### [WHAT IS EXPECTED]
Check every line below for the string "trunk". Copy the ones that have it.

### [EXTRACTED RECORDS]
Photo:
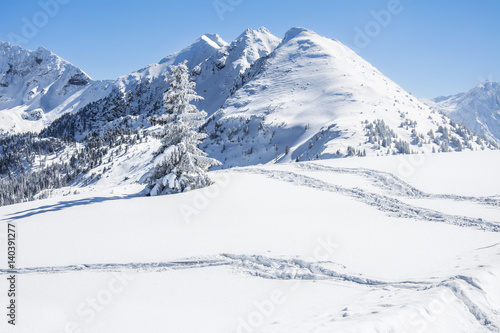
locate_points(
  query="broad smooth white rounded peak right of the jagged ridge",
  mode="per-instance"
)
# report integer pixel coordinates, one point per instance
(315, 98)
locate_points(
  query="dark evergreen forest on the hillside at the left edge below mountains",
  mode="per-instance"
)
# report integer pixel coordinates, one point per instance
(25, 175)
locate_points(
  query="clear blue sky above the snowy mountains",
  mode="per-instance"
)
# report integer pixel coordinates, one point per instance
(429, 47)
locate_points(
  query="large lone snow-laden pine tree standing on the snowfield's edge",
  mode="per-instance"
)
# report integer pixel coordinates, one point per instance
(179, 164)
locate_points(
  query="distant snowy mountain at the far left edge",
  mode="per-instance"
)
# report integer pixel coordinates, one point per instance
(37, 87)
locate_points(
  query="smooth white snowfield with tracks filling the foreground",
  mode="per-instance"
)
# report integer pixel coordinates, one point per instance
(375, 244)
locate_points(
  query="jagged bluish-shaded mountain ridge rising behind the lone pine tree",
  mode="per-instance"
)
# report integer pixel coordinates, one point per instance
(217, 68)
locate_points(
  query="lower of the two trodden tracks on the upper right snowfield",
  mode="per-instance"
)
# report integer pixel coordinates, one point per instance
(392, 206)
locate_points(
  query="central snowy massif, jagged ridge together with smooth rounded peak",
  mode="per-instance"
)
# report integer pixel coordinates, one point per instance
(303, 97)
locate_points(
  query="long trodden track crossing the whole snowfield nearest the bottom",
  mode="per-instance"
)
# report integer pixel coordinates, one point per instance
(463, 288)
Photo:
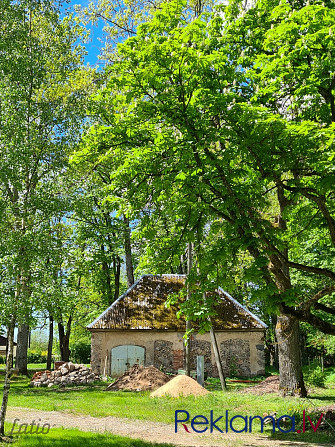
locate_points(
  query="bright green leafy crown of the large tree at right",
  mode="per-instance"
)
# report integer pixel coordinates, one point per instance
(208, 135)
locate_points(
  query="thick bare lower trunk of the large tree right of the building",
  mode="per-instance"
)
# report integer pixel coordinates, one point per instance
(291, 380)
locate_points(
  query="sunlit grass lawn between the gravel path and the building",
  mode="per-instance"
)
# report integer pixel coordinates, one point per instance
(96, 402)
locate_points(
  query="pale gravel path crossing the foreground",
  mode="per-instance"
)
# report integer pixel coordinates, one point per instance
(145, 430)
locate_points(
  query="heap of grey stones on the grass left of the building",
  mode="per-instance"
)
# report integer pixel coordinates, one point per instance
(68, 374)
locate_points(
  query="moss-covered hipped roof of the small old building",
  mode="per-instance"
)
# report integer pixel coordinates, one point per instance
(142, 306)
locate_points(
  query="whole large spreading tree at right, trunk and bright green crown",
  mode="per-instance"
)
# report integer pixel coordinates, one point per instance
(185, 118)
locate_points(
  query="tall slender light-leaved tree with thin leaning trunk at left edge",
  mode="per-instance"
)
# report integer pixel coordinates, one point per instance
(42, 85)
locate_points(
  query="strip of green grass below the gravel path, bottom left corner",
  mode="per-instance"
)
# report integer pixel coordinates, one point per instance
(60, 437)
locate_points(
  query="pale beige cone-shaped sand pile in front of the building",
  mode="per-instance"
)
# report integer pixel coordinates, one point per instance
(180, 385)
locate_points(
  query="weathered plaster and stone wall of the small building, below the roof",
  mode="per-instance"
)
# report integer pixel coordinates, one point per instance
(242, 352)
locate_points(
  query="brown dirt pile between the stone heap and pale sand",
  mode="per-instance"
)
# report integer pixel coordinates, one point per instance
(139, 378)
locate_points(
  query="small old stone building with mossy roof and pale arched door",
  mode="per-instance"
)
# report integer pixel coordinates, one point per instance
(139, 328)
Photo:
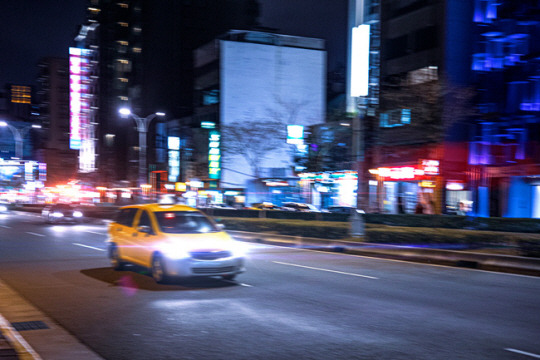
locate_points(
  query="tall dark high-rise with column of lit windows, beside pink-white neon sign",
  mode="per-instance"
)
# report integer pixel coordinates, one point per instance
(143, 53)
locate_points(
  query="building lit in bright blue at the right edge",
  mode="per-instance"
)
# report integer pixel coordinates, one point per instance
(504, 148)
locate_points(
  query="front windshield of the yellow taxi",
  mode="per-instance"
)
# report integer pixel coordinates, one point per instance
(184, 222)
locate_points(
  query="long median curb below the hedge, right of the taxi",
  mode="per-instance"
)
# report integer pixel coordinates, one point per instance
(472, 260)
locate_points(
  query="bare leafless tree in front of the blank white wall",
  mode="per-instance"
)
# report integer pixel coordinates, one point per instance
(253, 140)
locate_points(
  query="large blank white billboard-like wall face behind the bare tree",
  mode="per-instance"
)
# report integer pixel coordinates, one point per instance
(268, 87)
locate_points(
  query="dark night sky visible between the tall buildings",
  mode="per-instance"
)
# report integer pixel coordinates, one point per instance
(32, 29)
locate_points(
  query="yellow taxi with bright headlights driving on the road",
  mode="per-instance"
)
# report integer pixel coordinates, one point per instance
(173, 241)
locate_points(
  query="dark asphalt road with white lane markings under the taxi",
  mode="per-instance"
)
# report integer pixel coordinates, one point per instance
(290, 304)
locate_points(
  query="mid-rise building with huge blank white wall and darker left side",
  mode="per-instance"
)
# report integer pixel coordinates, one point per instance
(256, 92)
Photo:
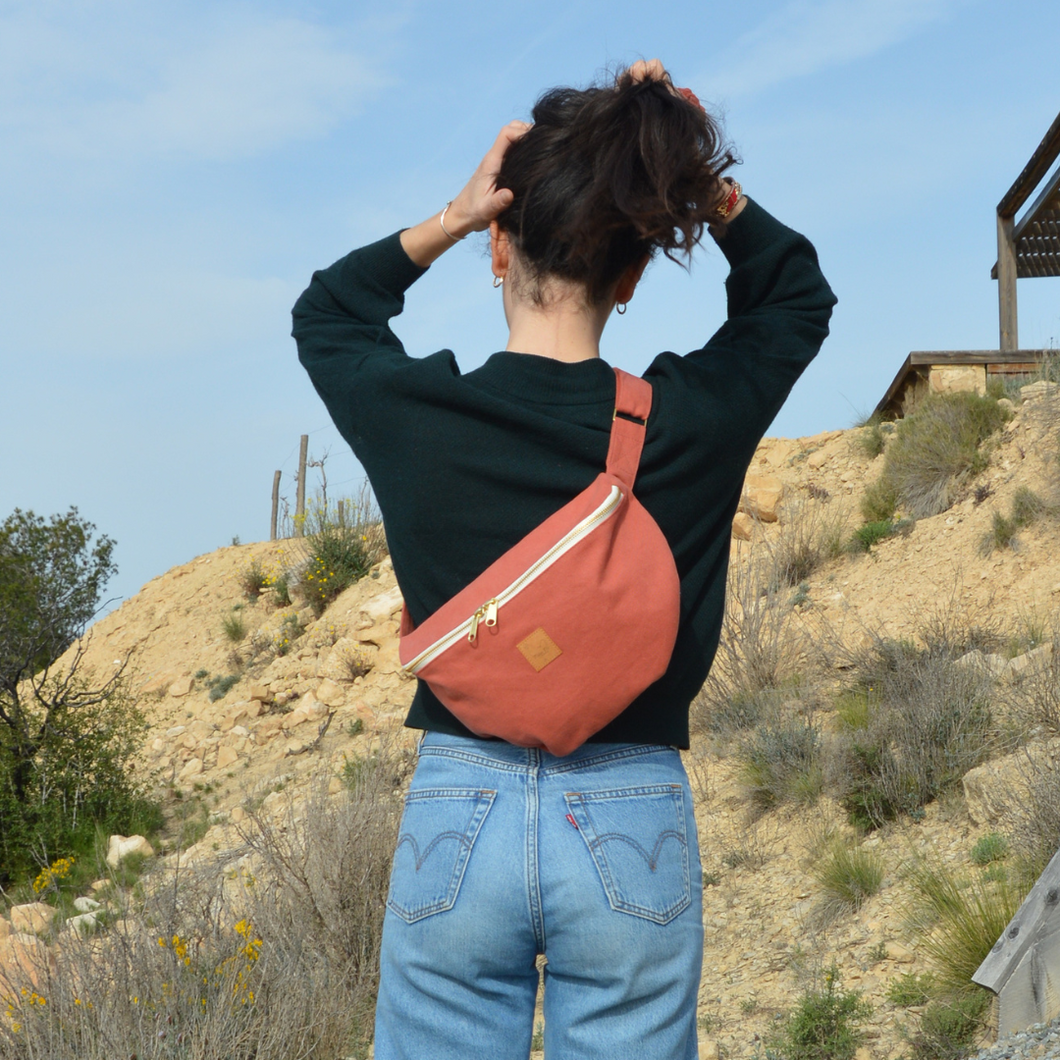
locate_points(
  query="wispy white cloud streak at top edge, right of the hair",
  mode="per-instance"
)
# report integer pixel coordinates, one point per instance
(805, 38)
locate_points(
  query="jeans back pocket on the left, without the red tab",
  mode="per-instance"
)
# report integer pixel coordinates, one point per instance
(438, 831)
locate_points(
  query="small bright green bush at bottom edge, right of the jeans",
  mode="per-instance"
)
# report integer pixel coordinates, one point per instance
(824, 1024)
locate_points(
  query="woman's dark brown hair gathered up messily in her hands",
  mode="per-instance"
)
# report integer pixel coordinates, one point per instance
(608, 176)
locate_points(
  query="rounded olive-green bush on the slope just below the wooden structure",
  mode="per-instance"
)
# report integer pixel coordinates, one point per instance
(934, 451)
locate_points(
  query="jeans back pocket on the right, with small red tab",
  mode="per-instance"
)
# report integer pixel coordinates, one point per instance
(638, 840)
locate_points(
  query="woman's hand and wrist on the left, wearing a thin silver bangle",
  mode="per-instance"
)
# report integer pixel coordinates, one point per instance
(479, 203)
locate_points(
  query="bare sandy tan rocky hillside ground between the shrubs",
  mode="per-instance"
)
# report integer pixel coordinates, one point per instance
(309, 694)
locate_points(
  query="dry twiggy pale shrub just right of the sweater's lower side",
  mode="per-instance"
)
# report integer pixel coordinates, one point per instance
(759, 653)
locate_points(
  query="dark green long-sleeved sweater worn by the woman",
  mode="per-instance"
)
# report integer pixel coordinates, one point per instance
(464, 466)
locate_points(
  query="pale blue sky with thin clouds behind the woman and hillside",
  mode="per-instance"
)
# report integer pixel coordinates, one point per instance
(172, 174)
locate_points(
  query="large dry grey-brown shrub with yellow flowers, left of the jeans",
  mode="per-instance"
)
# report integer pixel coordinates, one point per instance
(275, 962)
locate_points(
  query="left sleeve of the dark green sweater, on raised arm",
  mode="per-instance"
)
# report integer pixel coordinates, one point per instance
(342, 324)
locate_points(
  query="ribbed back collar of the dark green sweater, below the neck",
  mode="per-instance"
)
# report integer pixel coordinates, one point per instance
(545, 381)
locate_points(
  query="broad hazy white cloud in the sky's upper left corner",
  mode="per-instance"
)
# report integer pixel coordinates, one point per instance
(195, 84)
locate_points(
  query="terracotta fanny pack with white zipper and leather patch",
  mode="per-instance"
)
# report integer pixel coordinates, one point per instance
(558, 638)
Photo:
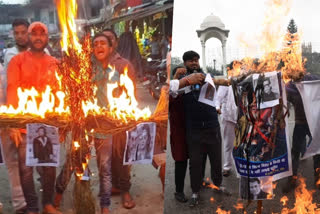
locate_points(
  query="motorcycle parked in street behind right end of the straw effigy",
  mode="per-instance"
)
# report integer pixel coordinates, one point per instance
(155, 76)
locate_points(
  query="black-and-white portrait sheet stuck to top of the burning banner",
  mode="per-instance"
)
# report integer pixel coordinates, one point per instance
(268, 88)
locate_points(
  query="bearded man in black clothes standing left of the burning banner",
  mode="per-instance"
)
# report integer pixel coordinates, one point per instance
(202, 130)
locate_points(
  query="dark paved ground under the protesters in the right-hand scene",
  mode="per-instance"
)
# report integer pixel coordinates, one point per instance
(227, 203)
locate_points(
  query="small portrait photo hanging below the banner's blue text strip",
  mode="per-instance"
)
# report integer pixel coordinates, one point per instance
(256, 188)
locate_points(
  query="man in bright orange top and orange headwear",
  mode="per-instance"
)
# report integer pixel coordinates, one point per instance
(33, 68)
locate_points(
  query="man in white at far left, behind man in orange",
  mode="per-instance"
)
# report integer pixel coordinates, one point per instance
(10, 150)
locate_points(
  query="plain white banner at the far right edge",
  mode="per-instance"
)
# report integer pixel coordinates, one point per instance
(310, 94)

### [SOLUTION]
  query="thick bare lower trunk of the large tree right of the building",
  query="whole large spreading tree at right, trunk and bright green crown",
  query="tall slender light-leaved tree with thin leaning trunk at left edge",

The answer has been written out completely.